Data to process START

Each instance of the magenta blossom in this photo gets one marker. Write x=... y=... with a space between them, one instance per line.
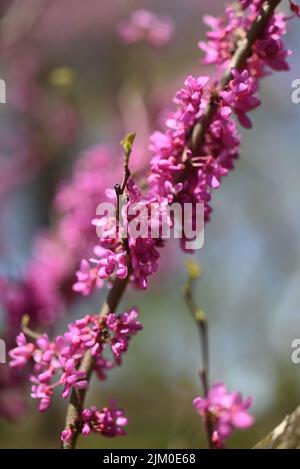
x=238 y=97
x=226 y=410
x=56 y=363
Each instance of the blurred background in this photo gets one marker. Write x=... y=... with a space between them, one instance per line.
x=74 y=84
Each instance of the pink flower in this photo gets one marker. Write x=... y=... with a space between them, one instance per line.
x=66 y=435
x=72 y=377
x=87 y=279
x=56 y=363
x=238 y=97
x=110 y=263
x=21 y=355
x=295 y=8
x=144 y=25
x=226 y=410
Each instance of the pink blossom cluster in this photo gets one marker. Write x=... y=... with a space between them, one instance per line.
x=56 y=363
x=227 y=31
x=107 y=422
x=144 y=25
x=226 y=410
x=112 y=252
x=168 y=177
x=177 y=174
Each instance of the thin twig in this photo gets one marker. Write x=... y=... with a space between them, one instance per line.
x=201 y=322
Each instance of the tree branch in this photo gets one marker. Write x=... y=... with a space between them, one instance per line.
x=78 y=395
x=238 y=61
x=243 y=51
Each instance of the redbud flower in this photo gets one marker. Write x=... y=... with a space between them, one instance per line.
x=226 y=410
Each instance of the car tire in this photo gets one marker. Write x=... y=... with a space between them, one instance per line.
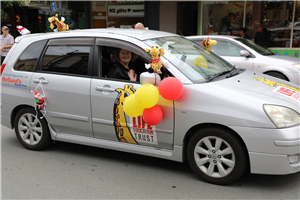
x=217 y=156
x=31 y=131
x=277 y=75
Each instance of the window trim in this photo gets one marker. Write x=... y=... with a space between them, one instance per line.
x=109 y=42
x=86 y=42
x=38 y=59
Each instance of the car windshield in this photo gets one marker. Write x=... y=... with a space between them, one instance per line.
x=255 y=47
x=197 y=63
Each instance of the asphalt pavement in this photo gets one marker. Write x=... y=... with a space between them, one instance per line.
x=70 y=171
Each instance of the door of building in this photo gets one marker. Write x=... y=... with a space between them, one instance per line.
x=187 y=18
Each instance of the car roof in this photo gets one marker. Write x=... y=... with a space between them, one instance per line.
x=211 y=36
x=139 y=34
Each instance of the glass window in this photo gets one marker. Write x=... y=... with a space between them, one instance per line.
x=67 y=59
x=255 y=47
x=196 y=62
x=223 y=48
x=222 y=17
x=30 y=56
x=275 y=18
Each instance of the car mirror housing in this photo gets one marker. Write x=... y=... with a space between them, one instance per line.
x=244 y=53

Data to process END
Data to process START

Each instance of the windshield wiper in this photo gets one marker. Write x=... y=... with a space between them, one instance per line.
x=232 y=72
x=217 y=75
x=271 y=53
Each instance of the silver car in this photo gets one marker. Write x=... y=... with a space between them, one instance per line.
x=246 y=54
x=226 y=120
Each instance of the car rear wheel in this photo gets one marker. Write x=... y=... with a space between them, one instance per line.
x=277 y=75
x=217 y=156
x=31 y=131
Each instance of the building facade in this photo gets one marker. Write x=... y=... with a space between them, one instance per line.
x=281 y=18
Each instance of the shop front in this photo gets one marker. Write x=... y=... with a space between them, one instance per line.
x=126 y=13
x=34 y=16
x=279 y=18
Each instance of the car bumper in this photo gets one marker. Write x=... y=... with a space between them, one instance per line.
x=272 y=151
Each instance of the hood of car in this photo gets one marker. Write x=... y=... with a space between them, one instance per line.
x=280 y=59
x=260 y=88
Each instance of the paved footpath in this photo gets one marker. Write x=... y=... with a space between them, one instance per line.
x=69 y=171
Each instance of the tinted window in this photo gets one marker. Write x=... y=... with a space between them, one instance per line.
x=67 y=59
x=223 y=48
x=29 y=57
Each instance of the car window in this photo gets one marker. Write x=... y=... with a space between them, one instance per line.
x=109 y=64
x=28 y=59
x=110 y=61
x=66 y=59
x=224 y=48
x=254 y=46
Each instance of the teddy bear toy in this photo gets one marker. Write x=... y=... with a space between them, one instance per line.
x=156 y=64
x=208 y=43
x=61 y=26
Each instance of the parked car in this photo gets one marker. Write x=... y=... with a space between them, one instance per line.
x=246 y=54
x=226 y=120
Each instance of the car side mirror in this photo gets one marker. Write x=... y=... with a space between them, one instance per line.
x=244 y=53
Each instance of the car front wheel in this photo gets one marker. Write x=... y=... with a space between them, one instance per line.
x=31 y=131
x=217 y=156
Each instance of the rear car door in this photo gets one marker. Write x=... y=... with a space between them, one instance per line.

Data to process END
Data to process START

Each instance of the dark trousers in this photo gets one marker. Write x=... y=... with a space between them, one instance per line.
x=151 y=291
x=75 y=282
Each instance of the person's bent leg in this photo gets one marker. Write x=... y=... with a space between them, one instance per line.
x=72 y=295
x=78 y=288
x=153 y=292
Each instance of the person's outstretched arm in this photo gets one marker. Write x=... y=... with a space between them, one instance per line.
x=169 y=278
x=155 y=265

Data to process END

• **About this exercise**:
Using the data above, reproduce exactly the lines between those holding "Each instance of the car rear" and "Each instance of the rear", inclusive, and no others.

• **Output of the exercise**:
Each instance of the car rear wheel in this photo gets one marker. Write x=... y=... with a space between them, one instance per line.
x=277 y=75
x=217 y=156
x=31 y=131
Each instance of the building facade in this photo gets one marker. Write x=... y=... with a space between them, one instance per line.
x=281 y=18
Each instance of the shop front in this photo gets one marker. Write x=... y=... with a space between them, one instance per line.
x=126 y=13
x=34 y=16
x=279 y=18
Each instance of the car bumper in this photo gets one marker. Write x=... y=... with a space between them, one instance per line.
x=272 y=151
Each instance of the hood of car in this photo gets one marker. Write x=... y=... with a space between them, one instance per line.
x=280 y=59
x=260 y=88
Each instance of the paved footpath in this photo gets one marker. Write x=... y=... with a space between them, one instance per line.
x=69 y=171
Each instance of the tinted window in this photo gets one marker. Write x=... y=... with a space between them, one instance per line.
x=67 y=59
x=223 y=48
x=29 y=57
Each instance of the car window in this photo gets one marker. Write x=... y=... with a space between them, one instance per line.
x=109 y=64
x=28 y=59
x=110 y=61
x=66 y=59
x=224 y=48
x=254 y=46
Each instance of the teddy bear toy in this photo gets one marker. Write x=... y=... with a space between them, one instance per line.
x=156 y=64
x=208 y=43
x=61 y=26
Each instance of the parked car in this photo gets one marker. Write x=... y=... with a space between them, one instance per line.
x=246 y=54
x=226 y=120
Each instance of the car side mirror in this photo gets one marker. Write x=... y=... with a space between them, one instance per line.
x=244 y=53
Each instance of the car front wheel in this photo gets one marker. Write x=... y=... with a space between them, one instance per line.
x=31 y=131
x=217 y=156
Each instance of the rear car door in this photo gets one marker. Write x=... y=... with a space between them, one instance per line.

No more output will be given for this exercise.